WHAT YOU SHOULD DO – How many lines in the items below contain the word "water"? Reply with the number only.

══ DATASET EXCERPTS

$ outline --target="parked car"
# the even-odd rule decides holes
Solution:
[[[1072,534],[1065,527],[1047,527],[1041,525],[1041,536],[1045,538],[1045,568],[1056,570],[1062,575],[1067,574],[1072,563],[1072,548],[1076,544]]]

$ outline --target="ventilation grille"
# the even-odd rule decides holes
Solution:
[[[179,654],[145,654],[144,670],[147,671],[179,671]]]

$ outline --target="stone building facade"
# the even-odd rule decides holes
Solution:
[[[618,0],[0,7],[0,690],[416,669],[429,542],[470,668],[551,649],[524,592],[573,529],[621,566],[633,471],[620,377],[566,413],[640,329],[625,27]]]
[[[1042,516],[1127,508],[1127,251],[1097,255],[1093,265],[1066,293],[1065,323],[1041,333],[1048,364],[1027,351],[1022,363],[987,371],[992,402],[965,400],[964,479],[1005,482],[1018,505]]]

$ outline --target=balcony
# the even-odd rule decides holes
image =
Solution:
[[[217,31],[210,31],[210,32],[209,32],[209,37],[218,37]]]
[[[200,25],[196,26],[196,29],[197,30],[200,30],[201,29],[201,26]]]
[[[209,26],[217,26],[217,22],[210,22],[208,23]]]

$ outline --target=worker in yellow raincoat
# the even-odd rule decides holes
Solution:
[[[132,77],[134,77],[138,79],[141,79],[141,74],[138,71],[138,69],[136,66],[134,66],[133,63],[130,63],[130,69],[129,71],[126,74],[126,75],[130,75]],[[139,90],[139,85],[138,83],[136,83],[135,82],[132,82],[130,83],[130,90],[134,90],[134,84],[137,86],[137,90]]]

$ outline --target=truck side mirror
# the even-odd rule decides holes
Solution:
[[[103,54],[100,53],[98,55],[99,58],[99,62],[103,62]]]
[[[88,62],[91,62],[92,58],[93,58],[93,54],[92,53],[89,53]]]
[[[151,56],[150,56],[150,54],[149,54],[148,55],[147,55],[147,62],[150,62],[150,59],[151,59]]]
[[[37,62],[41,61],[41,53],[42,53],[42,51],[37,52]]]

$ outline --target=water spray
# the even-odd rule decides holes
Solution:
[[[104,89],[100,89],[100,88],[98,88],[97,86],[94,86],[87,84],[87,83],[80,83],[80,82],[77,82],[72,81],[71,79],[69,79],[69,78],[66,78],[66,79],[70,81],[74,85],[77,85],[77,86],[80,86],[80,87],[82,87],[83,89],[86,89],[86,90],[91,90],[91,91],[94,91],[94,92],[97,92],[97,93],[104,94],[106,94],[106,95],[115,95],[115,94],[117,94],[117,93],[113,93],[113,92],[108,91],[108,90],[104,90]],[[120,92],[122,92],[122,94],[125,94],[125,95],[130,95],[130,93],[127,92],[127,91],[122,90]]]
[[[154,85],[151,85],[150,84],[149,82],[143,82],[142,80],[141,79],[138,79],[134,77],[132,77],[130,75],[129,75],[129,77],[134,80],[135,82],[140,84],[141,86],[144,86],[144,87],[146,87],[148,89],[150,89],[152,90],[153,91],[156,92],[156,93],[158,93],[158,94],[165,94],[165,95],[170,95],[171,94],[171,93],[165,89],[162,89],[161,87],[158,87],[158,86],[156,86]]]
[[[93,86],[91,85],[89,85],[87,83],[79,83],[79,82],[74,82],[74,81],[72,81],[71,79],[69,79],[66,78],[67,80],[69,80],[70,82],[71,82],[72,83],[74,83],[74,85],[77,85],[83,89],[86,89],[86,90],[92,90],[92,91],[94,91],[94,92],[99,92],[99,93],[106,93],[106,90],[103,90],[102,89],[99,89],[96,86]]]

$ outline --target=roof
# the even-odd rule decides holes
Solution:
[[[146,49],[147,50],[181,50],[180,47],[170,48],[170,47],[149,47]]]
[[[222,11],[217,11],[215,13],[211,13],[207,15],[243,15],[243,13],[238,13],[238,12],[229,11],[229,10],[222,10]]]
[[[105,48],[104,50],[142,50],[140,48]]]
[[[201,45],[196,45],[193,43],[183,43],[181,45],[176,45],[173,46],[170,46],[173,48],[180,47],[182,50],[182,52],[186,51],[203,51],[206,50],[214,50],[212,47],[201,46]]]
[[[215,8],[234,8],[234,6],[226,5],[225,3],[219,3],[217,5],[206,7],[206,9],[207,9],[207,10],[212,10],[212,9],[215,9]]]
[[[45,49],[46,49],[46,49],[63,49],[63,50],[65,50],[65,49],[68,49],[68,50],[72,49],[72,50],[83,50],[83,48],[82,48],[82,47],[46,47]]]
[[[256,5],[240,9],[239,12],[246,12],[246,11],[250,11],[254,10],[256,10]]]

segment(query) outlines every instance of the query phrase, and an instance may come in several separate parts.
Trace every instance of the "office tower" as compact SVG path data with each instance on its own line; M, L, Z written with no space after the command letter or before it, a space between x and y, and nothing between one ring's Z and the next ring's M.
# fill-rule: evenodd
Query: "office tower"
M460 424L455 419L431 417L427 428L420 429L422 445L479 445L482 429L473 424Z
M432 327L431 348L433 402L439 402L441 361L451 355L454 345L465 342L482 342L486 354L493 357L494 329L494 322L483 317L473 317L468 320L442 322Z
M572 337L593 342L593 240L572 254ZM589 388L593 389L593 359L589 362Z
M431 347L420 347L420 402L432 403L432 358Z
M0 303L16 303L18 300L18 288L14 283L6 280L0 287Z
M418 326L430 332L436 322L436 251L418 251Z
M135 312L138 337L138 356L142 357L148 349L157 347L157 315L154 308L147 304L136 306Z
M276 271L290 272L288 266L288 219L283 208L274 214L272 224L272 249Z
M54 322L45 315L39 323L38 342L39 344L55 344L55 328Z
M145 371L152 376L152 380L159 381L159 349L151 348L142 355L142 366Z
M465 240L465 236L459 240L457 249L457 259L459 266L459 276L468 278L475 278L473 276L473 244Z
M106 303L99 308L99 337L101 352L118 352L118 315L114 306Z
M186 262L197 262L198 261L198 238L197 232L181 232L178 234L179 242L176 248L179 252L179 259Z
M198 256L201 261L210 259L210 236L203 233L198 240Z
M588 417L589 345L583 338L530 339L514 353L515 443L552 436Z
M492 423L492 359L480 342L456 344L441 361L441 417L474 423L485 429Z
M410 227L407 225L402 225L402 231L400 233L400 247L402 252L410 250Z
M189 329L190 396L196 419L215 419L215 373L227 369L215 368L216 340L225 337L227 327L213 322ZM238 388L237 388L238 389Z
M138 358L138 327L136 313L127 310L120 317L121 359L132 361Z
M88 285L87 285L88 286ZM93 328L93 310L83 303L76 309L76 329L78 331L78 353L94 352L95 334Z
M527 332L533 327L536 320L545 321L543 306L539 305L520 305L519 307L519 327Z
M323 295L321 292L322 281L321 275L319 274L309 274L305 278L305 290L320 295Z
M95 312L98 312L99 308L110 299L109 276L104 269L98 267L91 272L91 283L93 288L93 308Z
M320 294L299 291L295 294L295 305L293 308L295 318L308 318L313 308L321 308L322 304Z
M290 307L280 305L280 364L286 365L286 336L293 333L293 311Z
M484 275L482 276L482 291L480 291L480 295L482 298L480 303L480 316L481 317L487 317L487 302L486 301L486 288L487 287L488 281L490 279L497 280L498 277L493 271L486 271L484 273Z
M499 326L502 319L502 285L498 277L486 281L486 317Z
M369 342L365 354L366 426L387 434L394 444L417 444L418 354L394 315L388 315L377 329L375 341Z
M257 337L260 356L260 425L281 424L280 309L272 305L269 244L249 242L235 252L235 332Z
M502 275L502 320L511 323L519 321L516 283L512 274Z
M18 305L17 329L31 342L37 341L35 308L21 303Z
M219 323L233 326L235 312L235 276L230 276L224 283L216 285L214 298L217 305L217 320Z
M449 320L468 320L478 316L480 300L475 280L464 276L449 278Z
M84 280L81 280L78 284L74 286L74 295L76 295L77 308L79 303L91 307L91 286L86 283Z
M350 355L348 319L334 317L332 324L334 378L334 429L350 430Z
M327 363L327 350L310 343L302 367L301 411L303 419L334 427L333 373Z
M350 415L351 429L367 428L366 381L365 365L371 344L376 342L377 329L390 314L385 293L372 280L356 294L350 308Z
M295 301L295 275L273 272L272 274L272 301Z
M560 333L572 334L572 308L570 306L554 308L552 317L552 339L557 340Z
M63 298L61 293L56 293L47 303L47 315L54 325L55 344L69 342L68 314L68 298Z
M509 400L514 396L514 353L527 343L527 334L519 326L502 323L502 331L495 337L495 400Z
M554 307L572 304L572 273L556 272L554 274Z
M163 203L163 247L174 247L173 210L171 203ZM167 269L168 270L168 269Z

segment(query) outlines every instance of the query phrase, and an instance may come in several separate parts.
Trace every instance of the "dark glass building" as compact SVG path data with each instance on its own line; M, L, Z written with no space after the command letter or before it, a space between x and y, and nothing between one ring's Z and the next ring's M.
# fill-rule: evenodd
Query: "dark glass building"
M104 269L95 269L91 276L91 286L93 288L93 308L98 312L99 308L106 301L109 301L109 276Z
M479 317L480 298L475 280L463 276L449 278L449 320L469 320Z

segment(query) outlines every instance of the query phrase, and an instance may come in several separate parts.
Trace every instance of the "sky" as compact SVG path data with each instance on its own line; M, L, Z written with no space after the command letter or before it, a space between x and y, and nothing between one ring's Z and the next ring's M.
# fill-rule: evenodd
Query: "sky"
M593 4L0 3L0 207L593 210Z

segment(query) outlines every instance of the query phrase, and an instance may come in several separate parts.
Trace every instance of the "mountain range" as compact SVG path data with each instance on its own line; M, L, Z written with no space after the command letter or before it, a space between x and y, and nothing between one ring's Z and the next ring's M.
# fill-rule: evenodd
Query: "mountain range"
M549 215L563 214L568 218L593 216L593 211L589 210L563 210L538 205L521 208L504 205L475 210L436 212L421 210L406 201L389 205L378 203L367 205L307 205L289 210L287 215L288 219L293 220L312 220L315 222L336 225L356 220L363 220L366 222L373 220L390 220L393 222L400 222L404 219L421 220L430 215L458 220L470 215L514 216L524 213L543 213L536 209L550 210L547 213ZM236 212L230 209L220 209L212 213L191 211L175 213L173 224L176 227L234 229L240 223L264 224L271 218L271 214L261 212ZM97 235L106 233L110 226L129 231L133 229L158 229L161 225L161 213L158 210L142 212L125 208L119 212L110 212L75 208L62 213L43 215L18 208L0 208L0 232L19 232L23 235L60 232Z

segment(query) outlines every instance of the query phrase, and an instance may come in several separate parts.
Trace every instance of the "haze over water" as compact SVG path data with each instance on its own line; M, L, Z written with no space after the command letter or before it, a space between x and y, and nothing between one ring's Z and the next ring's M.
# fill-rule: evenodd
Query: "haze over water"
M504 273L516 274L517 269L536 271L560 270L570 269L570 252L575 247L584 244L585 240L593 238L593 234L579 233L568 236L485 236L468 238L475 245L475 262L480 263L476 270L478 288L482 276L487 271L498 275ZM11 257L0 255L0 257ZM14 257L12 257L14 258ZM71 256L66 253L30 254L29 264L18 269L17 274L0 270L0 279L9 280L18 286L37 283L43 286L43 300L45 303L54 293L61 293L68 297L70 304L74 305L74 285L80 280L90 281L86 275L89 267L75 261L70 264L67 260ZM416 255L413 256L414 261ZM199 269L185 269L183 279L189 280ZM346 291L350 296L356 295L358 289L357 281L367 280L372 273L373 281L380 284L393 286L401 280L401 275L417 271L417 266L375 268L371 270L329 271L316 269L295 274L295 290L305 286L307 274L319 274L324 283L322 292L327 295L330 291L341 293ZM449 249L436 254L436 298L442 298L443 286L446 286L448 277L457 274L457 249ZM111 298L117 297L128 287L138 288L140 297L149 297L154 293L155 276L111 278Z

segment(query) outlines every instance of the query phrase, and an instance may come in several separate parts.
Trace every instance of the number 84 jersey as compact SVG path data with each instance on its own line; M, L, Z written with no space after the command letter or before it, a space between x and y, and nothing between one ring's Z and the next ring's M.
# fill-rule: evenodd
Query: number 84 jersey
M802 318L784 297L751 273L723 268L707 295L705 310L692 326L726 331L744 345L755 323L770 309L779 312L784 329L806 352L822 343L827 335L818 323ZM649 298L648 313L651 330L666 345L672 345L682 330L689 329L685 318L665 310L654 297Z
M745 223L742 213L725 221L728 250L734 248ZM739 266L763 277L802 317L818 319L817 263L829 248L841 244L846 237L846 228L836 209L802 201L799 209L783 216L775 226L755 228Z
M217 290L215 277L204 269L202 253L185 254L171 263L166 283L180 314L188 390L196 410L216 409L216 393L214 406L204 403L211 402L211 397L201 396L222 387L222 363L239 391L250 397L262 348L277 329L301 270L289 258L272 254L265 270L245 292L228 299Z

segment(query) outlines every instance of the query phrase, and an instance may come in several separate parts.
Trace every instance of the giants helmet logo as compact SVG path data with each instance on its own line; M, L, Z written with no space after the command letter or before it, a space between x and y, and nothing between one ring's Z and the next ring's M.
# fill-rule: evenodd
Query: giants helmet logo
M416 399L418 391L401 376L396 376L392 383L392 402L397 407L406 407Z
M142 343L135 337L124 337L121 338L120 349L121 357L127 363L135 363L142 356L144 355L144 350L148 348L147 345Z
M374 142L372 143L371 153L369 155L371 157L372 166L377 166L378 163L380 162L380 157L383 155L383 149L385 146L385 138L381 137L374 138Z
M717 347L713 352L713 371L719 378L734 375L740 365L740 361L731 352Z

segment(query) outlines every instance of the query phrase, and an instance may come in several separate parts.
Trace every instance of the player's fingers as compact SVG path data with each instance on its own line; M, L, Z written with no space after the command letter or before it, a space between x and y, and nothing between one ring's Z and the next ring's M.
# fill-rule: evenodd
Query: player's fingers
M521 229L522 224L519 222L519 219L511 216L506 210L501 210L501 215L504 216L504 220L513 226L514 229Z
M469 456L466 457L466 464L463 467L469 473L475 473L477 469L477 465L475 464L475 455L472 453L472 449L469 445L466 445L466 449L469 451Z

════

FULL RESPONSE – 3